## Exercise aim
Each line below that carries the string "along" must appear in the answer.

## Data under study

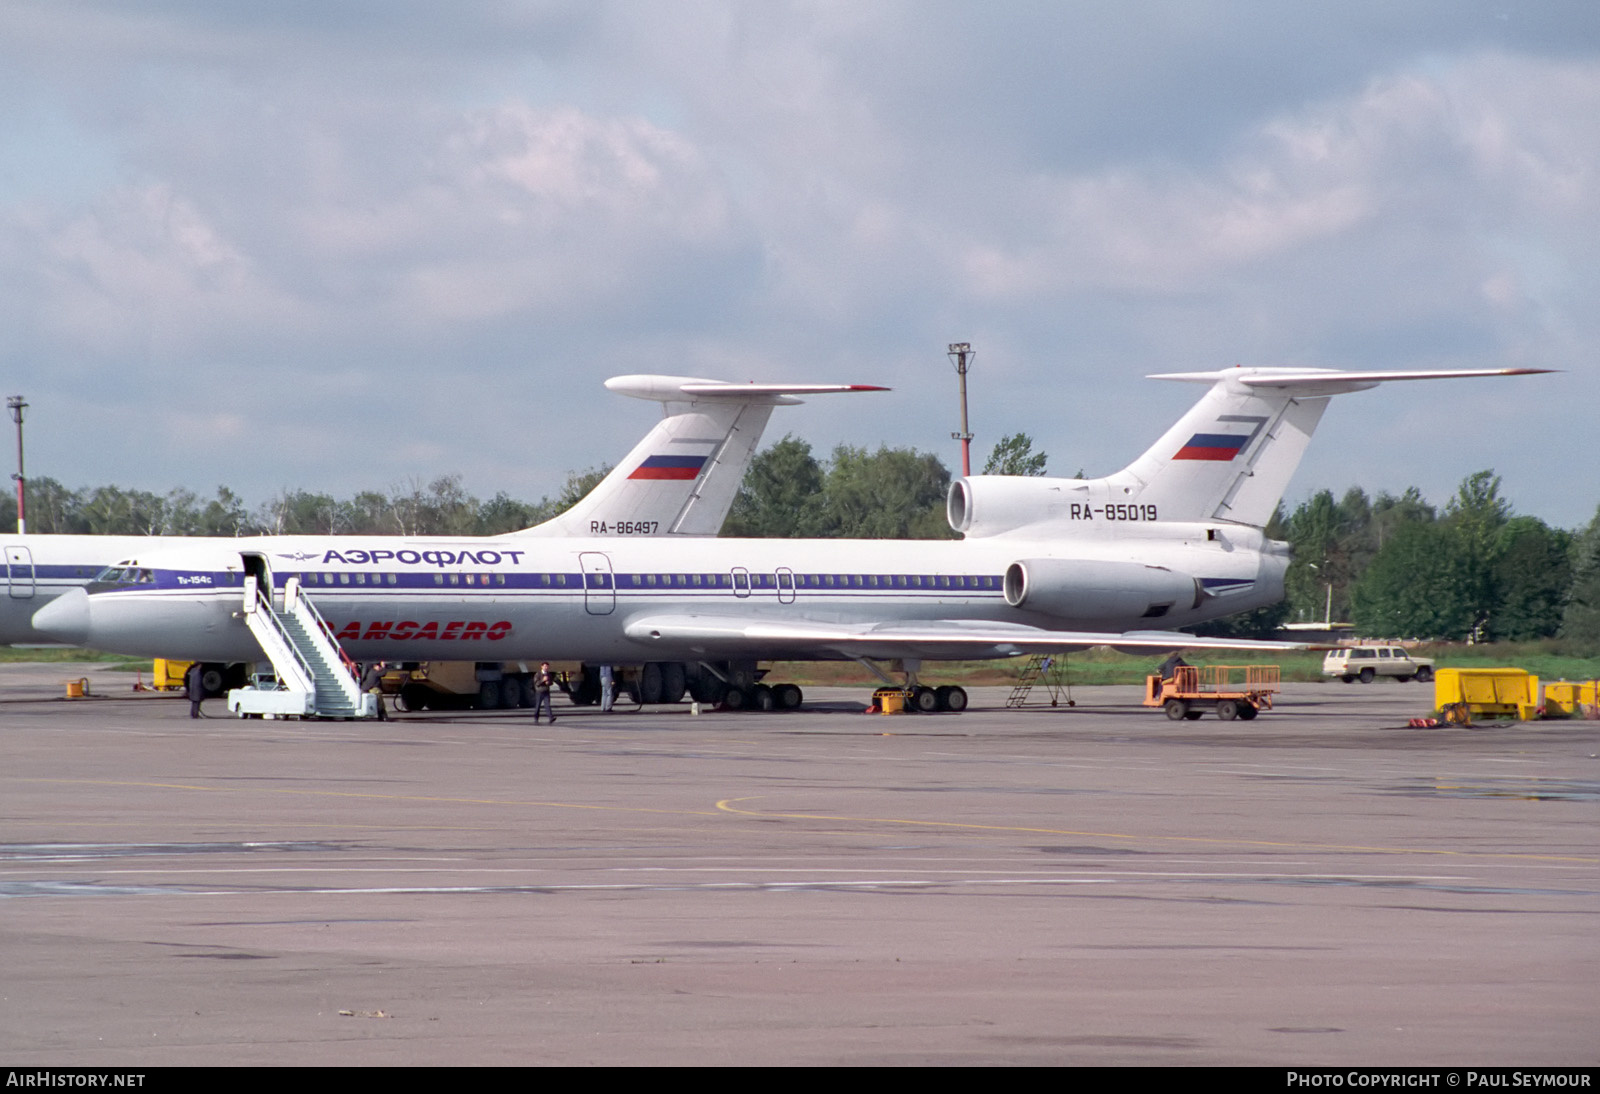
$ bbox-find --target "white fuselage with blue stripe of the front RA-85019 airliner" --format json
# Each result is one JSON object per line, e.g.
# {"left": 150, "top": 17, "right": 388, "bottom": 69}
{"left": 38, "top": 523, "right": 1286, "bottom": 662}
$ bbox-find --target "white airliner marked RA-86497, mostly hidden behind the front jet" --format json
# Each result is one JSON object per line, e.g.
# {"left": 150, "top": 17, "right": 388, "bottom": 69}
{"left": 0, "top": 374, "right": 888, "bottom": 656}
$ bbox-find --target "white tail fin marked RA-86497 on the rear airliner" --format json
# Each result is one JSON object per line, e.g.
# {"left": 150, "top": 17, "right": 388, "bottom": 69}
{"left": 512, "top": 376, "right": 888, "bottom": 536}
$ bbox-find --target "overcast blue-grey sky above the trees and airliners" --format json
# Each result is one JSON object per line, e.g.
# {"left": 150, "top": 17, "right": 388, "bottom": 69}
{"left": 0, "top": 0, "right": 1600, "bottom": 528}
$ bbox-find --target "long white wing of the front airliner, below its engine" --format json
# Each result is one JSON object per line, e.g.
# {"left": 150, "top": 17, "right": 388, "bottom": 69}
{"left": 624, "top": 614, "right": 1307, "bottom": 661}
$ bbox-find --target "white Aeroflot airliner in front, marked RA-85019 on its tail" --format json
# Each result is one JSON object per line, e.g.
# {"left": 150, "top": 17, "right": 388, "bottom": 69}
{"left": 34, "top": 368, "right": 1549, "bottom": 710}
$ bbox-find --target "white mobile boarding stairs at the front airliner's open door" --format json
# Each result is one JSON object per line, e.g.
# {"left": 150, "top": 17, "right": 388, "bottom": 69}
{"left": 227, "top": 574, "right": 378, "bottom": 718}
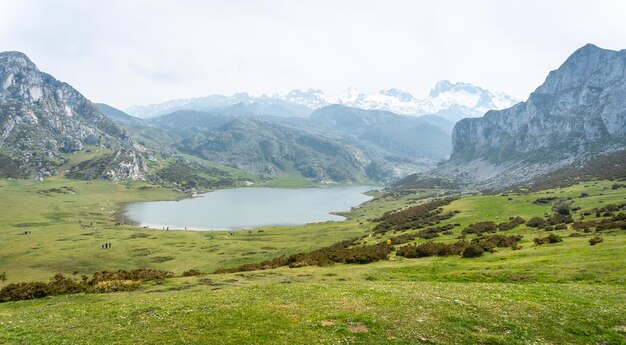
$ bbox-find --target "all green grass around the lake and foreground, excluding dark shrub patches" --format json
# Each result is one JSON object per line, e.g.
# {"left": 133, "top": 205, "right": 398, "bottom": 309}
{"left": 0, "top": 179, "right": 626, "bottom": 344}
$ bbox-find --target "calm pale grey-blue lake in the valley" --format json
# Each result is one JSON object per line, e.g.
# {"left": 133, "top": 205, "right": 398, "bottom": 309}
{"left": 124, "top": 186, "right": 376, "bottom": 230}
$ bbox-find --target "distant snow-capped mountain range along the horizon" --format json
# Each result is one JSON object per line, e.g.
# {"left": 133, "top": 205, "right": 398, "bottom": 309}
{"left": 127, "top": 80, "right": 519, "bottom": 122}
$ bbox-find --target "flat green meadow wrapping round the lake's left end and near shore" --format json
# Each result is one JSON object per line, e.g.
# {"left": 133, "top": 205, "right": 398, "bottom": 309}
{"left": 0, "top": 179, "right": 363, "bottom": 283}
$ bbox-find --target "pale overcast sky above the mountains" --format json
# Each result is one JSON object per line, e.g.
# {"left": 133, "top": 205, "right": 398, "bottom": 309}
{"left": 0, "top": 0, "right": 626, "bottom": 109}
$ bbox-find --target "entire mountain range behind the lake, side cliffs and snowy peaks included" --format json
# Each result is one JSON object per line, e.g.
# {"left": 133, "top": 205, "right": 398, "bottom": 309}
{"left": 0, "top": 45, "right": 626, "bottom": 189}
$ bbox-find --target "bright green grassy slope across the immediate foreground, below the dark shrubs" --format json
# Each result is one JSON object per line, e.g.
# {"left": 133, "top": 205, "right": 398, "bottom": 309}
{"left": 0, "top": 273, "right": 626, "bottom": 344}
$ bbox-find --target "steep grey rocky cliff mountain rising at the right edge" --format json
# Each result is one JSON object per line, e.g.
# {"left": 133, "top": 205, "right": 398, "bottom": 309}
{"left": 439, "top": 44, "right": 626, "bottom": 187}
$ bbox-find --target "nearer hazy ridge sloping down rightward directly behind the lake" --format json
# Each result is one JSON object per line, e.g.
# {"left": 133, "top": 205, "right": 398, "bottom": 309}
{"left": 152, "top": 111, "right": 366, "bottom": 181}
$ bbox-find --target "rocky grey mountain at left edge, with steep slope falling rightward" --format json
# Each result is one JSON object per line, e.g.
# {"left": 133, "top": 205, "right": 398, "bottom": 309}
{"left": 0, "top": 52, "right": 144, "bottom": 179}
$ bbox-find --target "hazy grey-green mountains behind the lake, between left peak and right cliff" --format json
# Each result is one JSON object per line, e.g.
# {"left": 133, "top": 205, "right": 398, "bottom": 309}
{"left": 140, "top": 105, "right": 451, "bottom": 182}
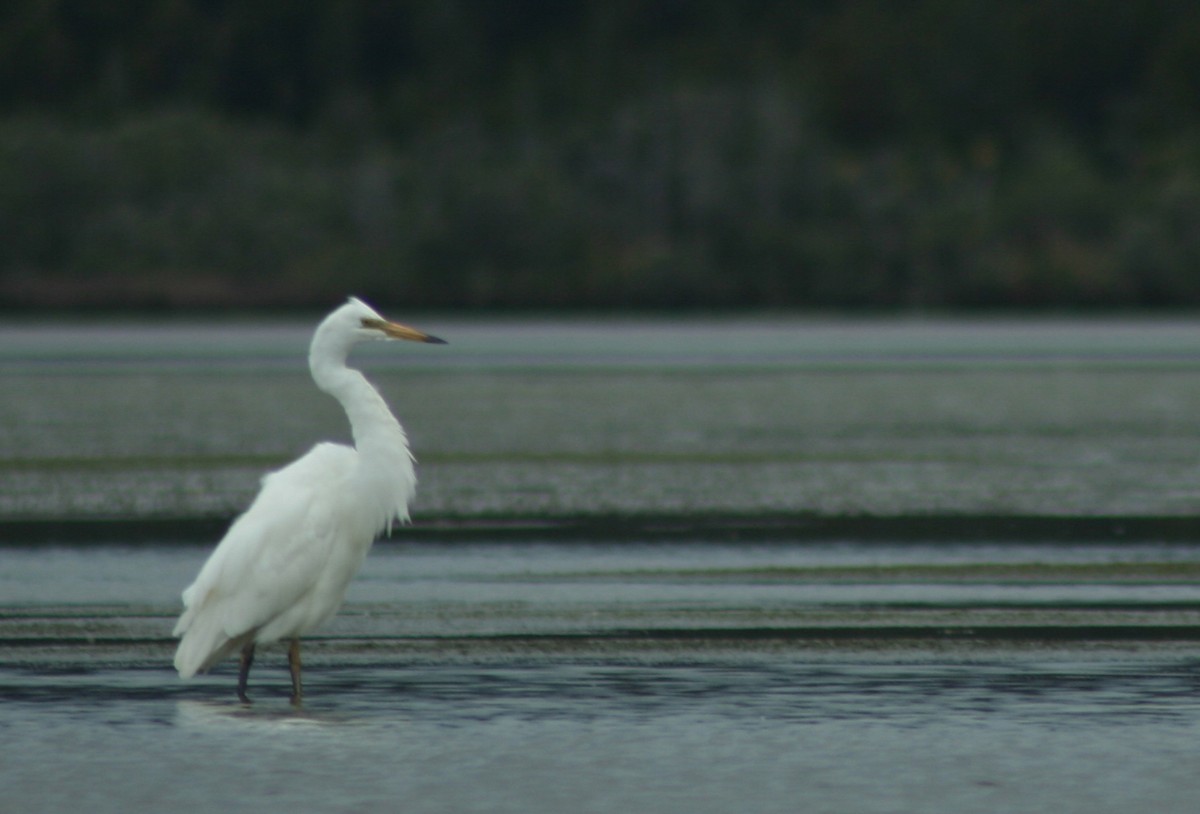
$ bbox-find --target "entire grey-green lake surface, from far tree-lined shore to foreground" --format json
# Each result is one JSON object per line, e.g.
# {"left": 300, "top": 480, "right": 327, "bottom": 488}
{"left": 0, "top": 313, "right": 1200, "bottom": 814}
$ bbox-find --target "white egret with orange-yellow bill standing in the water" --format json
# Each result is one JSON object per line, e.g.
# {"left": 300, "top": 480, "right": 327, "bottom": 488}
{"left": 174, "top": 297, "right": 445, "bottom": 704}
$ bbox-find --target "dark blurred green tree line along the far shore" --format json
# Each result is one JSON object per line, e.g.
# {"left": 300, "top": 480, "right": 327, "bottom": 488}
{"left": 0, "top": 0, "right": 1200, "bottom": 309}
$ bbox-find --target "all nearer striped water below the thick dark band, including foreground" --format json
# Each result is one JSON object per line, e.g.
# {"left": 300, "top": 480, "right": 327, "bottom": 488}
{"left": 0, "top": 538, "right": 1200, "bottom": 813}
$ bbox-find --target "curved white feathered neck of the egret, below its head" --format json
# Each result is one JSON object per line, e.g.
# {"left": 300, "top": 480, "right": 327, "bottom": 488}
{"left": 308, "top": 331, "right": 416, "bottom": 531}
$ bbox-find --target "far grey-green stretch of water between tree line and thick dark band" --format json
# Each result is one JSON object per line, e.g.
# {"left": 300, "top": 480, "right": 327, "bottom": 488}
{"left": 7, "top": 318, "right": 1200, "bottom": 522}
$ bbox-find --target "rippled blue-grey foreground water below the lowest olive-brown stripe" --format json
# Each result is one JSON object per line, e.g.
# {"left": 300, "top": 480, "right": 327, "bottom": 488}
{"left": 7, "top": 653, "right": 1200, "bottom": 814}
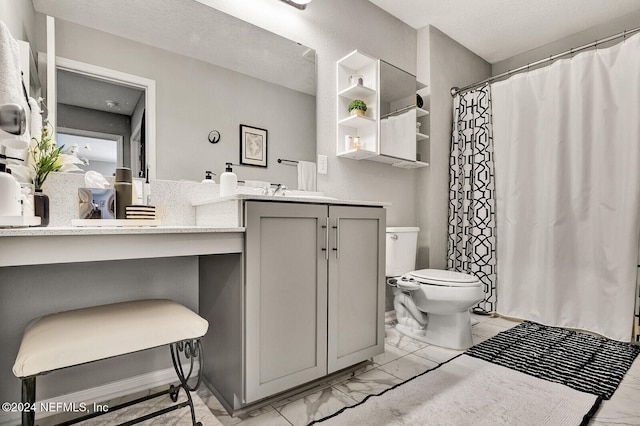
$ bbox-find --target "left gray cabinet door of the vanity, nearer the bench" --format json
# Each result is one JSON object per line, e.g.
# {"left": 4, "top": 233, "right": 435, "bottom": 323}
{"left": 244, "top": 202, "right": 327, "bottom": 403}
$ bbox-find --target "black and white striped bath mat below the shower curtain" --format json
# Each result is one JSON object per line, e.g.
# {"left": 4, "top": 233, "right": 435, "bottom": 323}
{"left": 466, "top": 321, "right": 640, "bottom": 399}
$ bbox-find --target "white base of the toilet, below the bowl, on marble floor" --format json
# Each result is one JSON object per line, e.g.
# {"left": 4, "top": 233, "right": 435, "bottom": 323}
{"left": 395, "top": 311, "right": 473, "bottom": 350}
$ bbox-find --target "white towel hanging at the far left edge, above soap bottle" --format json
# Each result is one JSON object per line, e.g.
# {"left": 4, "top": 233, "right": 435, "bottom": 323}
{"left": 0, "top": 21, "right": 30, "bottom": 141}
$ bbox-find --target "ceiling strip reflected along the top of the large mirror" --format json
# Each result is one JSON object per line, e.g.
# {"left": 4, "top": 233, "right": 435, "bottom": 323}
{"left": 32, "top": 0, "right": 315, "bottom": 94}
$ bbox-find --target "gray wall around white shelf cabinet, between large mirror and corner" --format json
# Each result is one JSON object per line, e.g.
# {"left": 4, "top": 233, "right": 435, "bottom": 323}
{"left": 206, "top": 0, "right": 418, "bottom": 226}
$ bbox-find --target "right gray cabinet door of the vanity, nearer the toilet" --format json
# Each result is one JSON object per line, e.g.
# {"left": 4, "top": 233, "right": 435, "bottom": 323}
{"left": 327, "top": 206, "right": 386, "bottom": 373}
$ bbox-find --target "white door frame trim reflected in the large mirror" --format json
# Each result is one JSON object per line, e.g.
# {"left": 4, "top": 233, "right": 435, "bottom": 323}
{"left": 53, "top": 56, "right": 156, "bottom": 179}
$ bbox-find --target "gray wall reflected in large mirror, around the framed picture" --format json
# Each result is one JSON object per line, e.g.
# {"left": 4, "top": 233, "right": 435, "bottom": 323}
{"left": 56, "top": 19, "right": 315, "bottom": 188}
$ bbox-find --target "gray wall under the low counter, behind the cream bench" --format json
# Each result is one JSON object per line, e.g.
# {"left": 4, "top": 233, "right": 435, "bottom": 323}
{"left": 0, "top": 256, "right": 198, "bottom": 406}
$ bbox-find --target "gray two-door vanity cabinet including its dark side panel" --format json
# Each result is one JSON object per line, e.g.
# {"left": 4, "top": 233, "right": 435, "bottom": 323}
{"left": 199, "top": 196, "right": 385, "bottom": 411}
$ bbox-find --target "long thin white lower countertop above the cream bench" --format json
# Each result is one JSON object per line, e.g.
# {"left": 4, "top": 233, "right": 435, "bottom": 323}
{"left": 0, "top": 226, "right": 245, "bottom": 237}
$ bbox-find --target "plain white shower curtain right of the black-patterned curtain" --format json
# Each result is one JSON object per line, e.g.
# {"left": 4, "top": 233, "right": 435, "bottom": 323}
{"left": 492, "top": 34, "right": 640, "bottom": 342}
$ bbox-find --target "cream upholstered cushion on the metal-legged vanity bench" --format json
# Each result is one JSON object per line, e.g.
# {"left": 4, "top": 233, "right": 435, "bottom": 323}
{"left": 13, "top": 299, "right": 209, "bottom": 377}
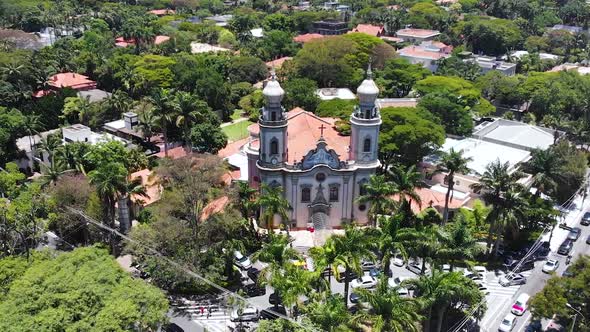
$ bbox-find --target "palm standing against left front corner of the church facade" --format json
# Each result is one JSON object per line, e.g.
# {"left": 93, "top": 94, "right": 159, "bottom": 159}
{"left": 258, "top": 183, "right": 291, "bottom": 236}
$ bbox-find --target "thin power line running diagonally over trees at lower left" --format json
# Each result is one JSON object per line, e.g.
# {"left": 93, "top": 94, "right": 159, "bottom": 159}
{"left": 66, "top": 206, "right": 315, "bottom": 331}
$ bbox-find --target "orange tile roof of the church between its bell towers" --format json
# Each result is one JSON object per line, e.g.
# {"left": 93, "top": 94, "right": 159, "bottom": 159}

## Answer space
$ bbox-find --target "distant snow-capped mountain range along the horizon" --format json
$ bbox-find --target "dark blurred green tree line along the far shore" --format json
$ bbox-find --target "ceiling strip reflected along the top of the large mirror" --format json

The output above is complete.